— TASK GOAL —
Starting at the line containing "Target: white collared shirt" and ending at the last of the rows, give each line as a numbered list item, without blank lines or picture lines.

** START MATERIAL PROVIDED **

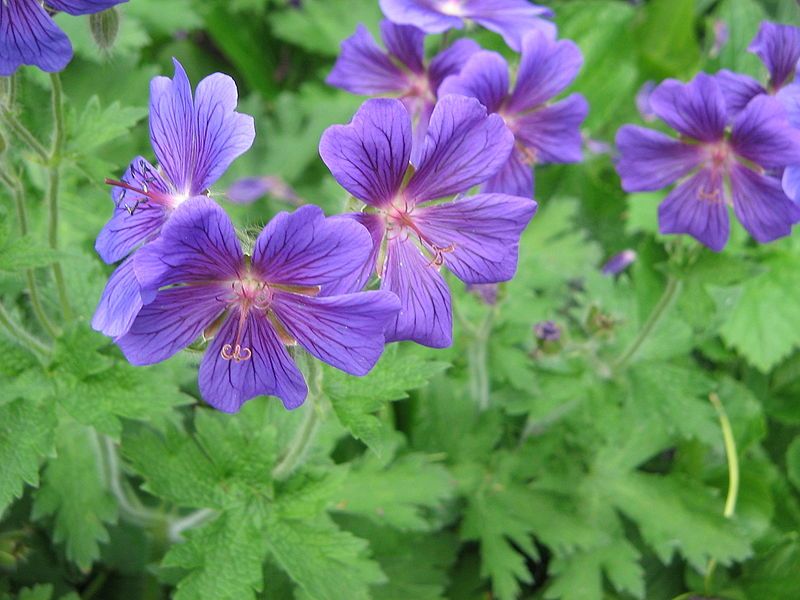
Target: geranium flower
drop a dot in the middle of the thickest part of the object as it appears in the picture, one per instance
(477, 237)
(510, 18)
(401, 71)
(195, 140)
(29, 36)
(545, 132)
(723, 166)
(253, 306)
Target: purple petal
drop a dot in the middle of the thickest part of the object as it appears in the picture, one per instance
(82, 7)
(406, 43)
(761, 206)
(364, 68)
(198, 244)
(420, 13)
(228, 384)
(791, 182)
(513, 19)
(483, 232)
(553, 132)
(695, 109)
(304, 248)
(425, 315)
(762, 133)
(546, 68)
(28, 36)
(697, 207)
(173, 320)
(738, 90)
(650, 160)
(515, 178)
(464, 147)
(450, 61)
(343, 331)
(120, 303)
(485, 77)
(778, 47)
(369, 157)
(197, 140)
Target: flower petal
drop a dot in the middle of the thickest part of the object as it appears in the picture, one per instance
(450, 61)
(697, 207)
(364, 68)
(515, 178)
(546, 68)
(83, 7)
(369, 156)
(28, 36)
(554, 132)
(121, 301)
(173, 320)
(198, 244)
(425, 315)
(343, 331)
(483, 232)
(228, 384)
(464, 147)
(304, 248)
(650, 160)
(485, 77)
(762, 133)
(406, 43)
(738, 90)
(778, 47)
(761, 205)
(695, 109)
(512, 19)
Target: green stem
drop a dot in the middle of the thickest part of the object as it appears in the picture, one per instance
(21, 335)
(53, 178)
(670, 291)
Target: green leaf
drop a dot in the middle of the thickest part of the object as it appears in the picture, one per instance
(26, 437)
(763, 316)
(396, 495)
(224, 558)
(326, 562)
(74, 492)
(356, 399)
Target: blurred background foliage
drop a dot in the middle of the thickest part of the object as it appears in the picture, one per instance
(586, 477)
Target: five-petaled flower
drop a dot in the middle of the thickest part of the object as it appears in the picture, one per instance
(510, 18)
(401, 71)
(477, 237)
(723, 165)
(253, 306)
(544, 133)
(29, 36)
(195, 140)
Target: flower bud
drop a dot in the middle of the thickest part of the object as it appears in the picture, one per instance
(105, 27)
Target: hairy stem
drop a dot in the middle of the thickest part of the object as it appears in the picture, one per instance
(53, 179)
(670, 291)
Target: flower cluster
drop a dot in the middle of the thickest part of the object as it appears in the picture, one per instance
(738, 144)
(413, 160)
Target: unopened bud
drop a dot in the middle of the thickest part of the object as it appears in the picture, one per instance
(105, 27)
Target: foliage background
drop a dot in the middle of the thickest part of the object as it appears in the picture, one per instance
(585, 472)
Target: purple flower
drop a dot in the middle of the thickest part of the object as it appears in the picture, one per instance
(477, 237)
(250, 189)
(510, 18)
(253, 306)
(714, 166)
(195, 140)
(364, 68)
(545, 132)
(29, 36)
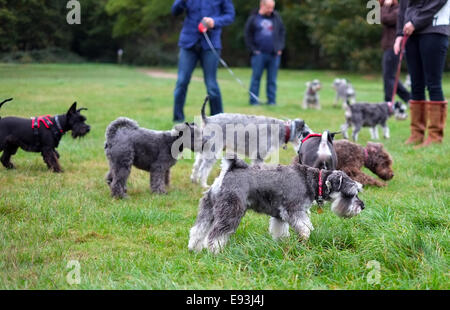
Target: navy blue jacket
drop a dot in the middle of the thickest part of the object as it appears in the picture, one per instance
(222, 11)
(427, 16)
(278, 31)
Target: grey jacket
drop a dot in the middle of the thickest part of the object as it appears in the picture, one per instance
(427, 16)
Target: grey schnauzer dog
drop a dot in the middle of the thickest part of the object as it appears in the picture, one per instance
(253, 136)
(40, 135)
(371, 115)
(129, 145)
(311, 97)
(285, 193)
(317, 151)
(345, 91)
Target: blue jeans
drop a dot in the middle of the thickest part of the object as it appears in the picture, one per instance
(188, 59)
(260, 62)
(425, 54)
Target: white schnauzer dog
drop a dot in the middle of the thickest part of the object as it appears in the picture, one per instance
(345, 91)
(311, 97)
(253, 136)
(317, 151)
(129, 145)
(285, 193)
(371, 115)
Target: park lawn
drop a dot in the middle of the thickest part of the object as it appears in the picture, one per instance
(47, 220)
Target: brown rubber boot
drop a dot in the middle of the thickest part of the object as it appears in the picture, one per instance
(437, 115)
(418, 121)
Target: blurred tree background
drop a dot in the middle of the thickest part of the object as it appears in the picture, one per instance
(325, 34)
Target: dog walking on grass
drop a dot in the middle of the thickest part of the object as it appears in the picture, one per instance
(40, 135)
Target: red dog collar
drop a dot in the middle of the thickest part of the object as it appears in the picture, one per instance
(311, 135)
(320, 197)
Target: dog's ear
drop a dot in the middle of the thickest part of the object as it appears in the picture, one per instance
(299, 124)
(331, 135)
(72, 109)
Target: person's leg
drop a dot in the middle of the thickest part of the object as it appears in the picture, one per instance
(415, 68)
(257, 62)
(417, 103)
(433, 48)
(388, 66)
(273, 63)
(186, 64)
(210, 63)
(434, 51)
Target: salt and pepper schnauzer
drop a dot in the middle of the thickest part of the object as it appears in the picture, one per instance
(345, 91)
(317, 151)
(311, 97)
(266, 136)
(40, 135)
(352, 157)
(285, 193)
(129, 145)
(371, 115)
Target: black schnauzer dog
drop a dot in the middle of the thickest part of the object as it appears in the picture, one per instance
(40, 135)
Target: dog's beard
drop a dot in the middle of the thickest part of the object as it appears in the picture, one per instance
(345, 207)
(78, 132)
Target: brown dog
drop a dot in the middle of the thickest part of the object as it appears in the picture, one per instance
(352, 157)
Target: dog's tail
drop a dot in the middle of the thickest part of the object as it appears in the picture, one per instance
(121, 122)
(204, 117)
(5, 101)
(324, 153)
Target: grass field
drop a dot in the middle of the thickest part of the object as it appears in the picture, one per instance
(47, 220)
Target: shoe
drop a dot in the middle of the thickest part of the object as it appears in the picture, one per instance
(437, 115)
(418, 121)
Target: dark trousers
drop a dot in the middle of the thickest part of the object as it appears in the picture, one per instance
(260, 62)
(426, 54)
(390, 64)
(188, 60)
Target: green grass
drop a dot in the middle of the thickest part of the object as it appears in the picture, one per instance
(48, 219)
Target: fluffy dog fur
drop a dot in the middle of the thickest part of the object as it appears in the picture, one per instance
(285, 193)
(371, 115)
(318, 152)
(352, 157)
(242, 143)
(128, 145)
(17, 132)
(344, 91)
(311, 98)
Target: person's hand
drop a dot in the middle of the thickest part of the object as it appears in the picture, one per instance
(209, 22)
(408, 29)
(398, 45)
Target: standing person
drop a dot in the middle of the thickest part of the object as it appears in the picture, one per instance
(389, 13)
(265, 37)
(194, 47)
(427, 22)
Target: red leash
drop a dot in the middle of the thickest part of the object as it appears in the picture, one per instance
(399, 69)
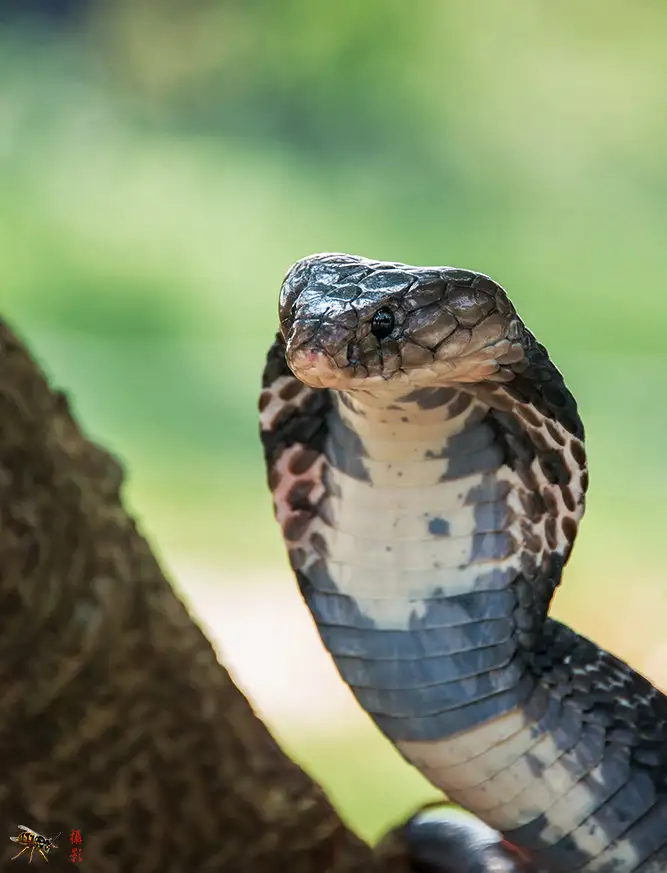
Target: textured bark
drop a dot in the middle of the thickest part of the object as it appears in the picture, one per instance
(115, 717)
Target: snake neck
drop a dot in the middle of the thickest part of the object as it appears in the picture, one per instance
(428, 508)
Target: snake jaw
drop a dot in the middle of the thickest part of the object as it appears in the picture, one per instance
(448, 326)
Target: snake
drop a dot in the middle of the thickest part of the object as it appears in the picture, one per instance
(428, 472)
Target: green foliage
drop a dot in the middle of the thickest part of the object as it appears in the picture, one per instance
(158, 177)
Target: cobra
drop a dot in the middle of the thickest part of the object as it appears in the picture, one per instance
(428, 472)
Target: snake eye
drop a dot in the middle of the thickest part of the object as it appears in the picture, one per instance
(382, 323)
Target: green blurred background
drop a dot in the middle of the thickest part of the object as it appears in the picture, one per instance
(163, 162)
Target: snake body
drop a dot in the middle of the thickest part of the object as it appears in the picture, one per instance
(428, 472)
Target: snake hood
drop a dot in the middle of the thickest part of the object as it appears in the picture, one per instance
(428, 472)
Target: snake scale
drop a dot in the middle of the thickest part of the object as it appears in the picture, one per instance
(428, 472)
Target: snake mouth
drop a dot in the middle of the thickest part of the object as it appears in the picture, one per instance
(351, 324)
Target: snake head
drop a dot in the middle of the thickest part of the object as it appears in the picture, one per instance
(349, 322)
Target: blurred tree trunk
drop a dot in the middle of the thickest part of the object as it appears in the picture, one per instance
(116, 718)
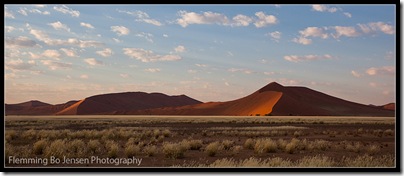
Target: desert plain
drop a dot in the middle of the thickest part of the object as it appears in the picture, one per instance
(201, 141)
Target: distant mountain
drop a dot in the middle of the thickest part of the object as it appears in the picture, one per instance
(35, 108)
(275, 99)
(127, 101)
(272, 99)
(390, 106)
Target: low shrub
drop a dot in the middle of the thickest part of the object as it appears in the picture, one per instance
(212, 148)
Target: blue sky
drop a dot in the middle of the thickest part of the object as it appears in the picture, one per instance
(57, 53)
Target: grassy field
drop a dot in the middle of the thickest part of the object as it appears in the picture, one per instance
(197, 141)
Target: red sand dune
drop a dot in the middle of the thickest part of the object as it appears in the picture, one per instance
(390, 106)
(272, 99)
(35, 108)
(111, 103)
(275, 99)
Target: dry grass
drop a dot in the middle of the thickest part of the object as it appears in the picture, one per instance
(265, 146)
(112, 148)
(77, 148)
(39, 146)
(195, 144)
(227, 144)
(356, 147)
(150, 150)
(249, 144)
(173, 150)
(291, 147)
(370, 161)
(315, 161)
(212, 148)
(94, 146)
(57, 148)
(372, 149)
(132, 150)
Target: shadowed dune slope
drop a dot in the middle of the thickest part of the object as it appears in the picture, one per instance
(127, 101)
(275, 99)
(258, 103)
(307, 102)
(36, 108)
(390, 106)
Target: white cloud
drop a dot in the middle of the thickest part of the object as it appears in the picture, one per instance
(93, 61)
(146, 36)
(349, 15)
(201, 65)
(148, 56)
(179, 49)
(390, 55)
(54, 54)
(187, 18)
(269, 73)
(71, 41)
(377, 26)
(241, 20)
(295, 58)
(323, 8)
(53, 65)
(314, 32)
(69, 52)
(120, 30)
(8, 14)
(66, 10)
(356, 74)
(40, 5)
(84, 76)
(310, 32)
(51, 54)
(264, 20)
(20, 42)
(116, 40)
(151, 21)
(365, 28)
(302, 40)
(105, 53)
(229, 53)
(18, 64)
(153, 70)
(385, 70)
(87, 25)
(34, 56)
(246, 71)
(386, 92)
(58, 26)
(9, 28)
(192, 71)
(373, 84)
(345, 31)
(142, 17)
(275, 36)
(23, 12)
(124, 75)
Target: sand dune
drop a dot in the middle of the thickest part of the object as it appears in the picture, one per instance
(35, 108)
(128, 101)
(275, 99)
(272, 99)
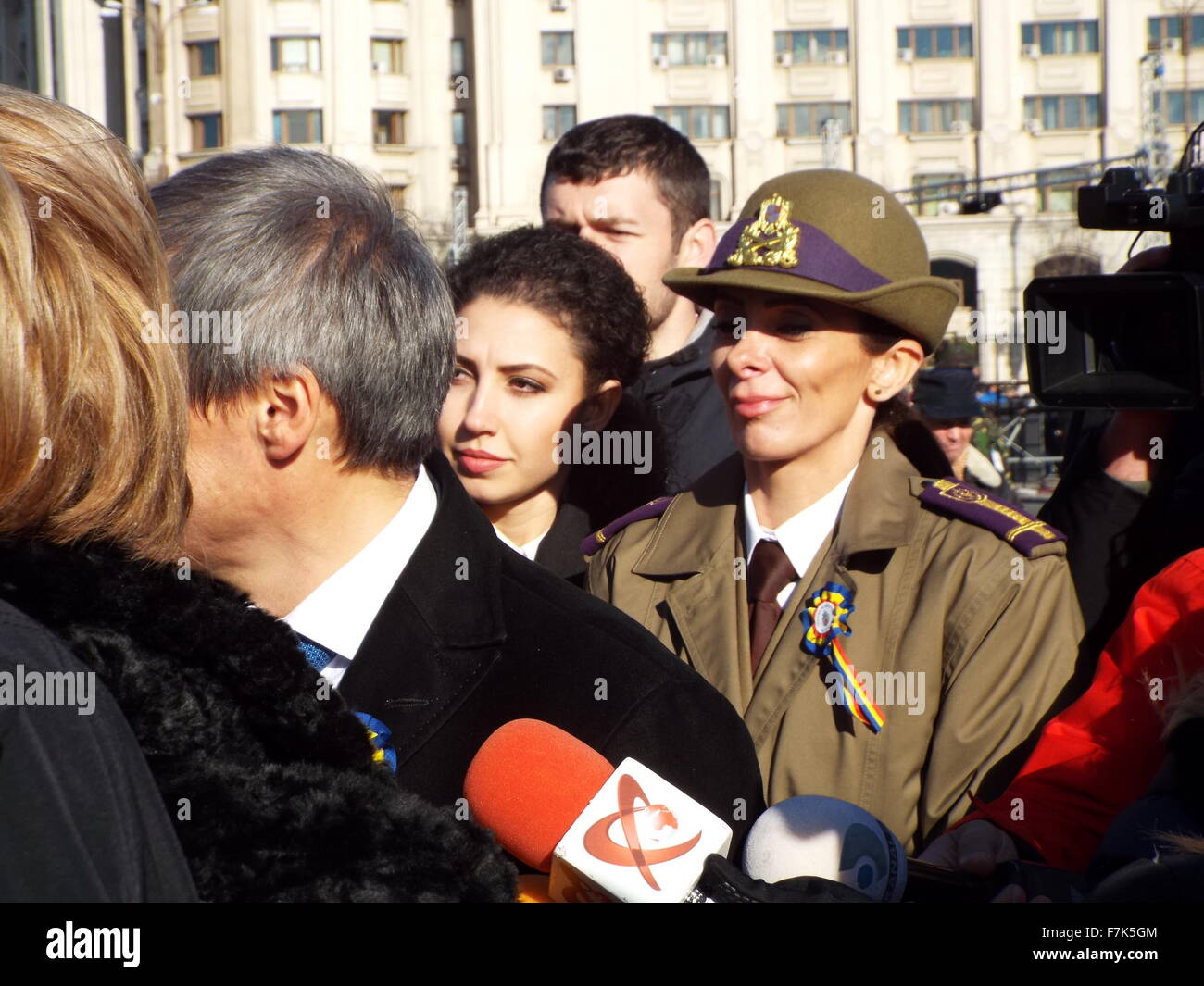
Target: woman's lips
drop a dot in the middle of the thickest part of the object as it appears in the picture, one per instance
(478, 462)
(754, 407)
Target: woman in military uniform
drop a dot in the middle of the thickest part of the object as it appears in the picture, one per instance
(891, 640)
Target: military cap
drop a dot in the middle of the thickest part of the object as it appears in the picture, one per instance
(830, 235)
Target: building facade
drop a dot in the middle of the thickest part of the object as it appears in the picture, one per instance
(983, 115)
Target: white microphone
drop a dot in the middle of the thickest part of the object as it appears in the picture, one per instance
(639, 841)
(817, 836)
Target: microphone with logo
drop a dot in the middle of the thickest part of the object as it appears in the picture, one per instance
(603, 833)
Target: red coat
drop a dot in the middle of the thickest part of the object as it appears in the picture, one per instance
(1100, 755)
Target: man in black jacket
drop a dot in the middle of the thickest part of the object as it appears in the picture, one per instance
(638, 189)
(318, 493)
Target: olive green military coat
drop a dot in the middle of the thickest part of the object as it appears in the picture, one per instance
(985, 640)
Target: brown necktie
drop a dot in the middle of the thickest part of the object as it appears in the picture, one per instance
(770, 572)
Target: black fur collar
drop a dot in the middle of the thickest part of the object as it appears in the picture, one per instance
(271, 786)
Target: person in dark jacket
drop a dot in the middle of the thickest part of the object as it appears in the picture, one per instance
(271, 784)
(63, 836)
(550, 332)
(946, 399)
(638, 189)
(320, 492)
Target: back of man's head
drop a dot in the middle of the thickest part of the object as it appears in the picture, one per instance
(613, 145)
(321, 273)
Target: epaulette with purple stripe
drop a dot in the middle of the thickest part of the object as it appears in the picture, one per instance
(651, 509)
(1022, 531)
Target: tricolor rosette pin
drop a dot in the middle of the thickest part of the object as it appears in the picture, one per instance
(825, 620)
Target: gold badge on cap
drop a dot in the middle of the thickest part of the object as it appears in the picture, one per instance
(771, 240)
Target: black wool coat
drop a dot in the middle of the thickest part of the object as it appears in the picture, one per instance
(271, 786)
(473, 636)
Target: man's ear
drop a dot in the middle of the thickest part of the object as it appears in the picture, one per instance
(598, 409)
(287, 412)
(697, 244)
(894, 369)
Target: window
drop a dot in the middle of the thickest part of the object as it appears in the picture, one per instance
(806, 119)
(717, 199)
(934, 116)
(1059, 188)
(388, 56)
(206, 131)
(1174, 104)
(689, 48)
(944, 185)
(1162, 29)
(1063, 112)
(557, 120)
(388, 127)
(297, 125)
(964, 276)
(558, 47)
(810, 46)
(204, 59)
(955, 41)
(1062, 36)
(698, 123)
(296, 55)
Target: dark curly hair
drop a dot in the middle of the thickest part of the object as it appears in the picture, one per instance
(605, 148)
(572, 281)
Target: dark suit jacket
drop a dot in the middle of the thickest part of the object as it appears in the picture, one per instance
(473, 636)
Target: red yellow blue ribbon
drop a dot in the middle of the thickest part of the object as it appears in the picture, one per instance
(825, 620)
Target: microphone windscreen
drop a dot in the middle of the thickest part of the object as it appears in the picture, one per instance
(817, 836)
(529, 782)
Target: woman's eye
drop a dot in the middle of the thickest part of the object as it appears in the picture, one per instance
(794, 329)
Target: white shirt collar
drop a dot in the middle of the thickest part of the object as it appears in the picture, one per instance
(529, 549)
(802, 535)
(337, 614)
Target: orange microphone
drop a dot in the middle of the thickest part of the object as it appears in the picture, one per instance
(603, 833)
(529, 782)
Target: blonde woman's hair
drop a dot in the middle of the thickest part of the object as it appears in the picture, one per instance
(93, 420)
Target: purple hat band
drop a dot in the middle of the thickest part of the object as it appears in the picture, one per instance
(820, 257)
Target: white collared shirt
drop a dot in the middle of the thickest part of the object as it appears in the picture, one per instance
(529, 549)
(802, 535)
(337, 614)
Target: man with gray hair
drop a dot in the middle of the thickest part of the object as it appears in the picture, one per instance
(320, 492)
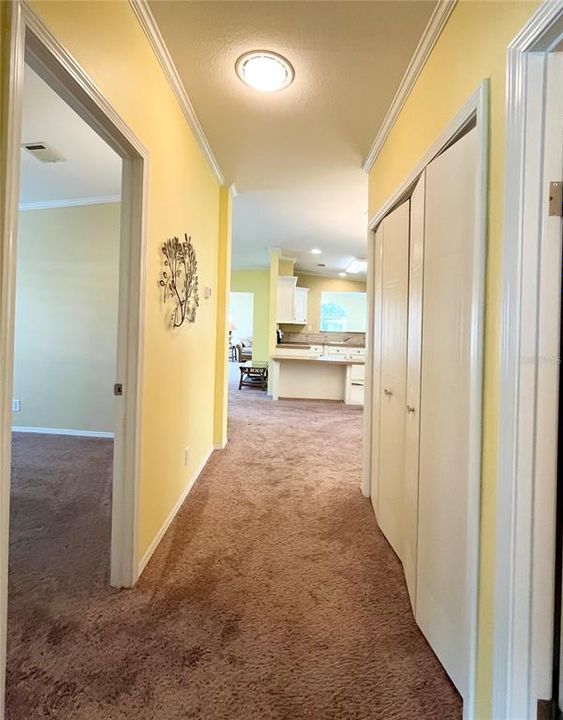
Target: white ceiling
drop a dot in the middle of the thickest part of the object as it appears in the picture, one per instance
(295, 156)
(91, 169)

** END MATERIAL PROVIDED **

— TASK ANSWER —
1. Target: white collared shirt
2. drop a dot in the middle of the thickest part of the object as it appears in the picture, one per instance
3. (529, 549)
4. (802, 535)
5. (337, 614)
6. Target: man with gray hair
7. drop a dot in the middle of the thickest part of the object as it appears in the picture, one per instance
8. (320, 492)
9. Target: white ceiling
10. drop a dot in the middle of the thickest part of the object as it appears in the picture, one per instance
11. (295, 156)
12. (91, 169)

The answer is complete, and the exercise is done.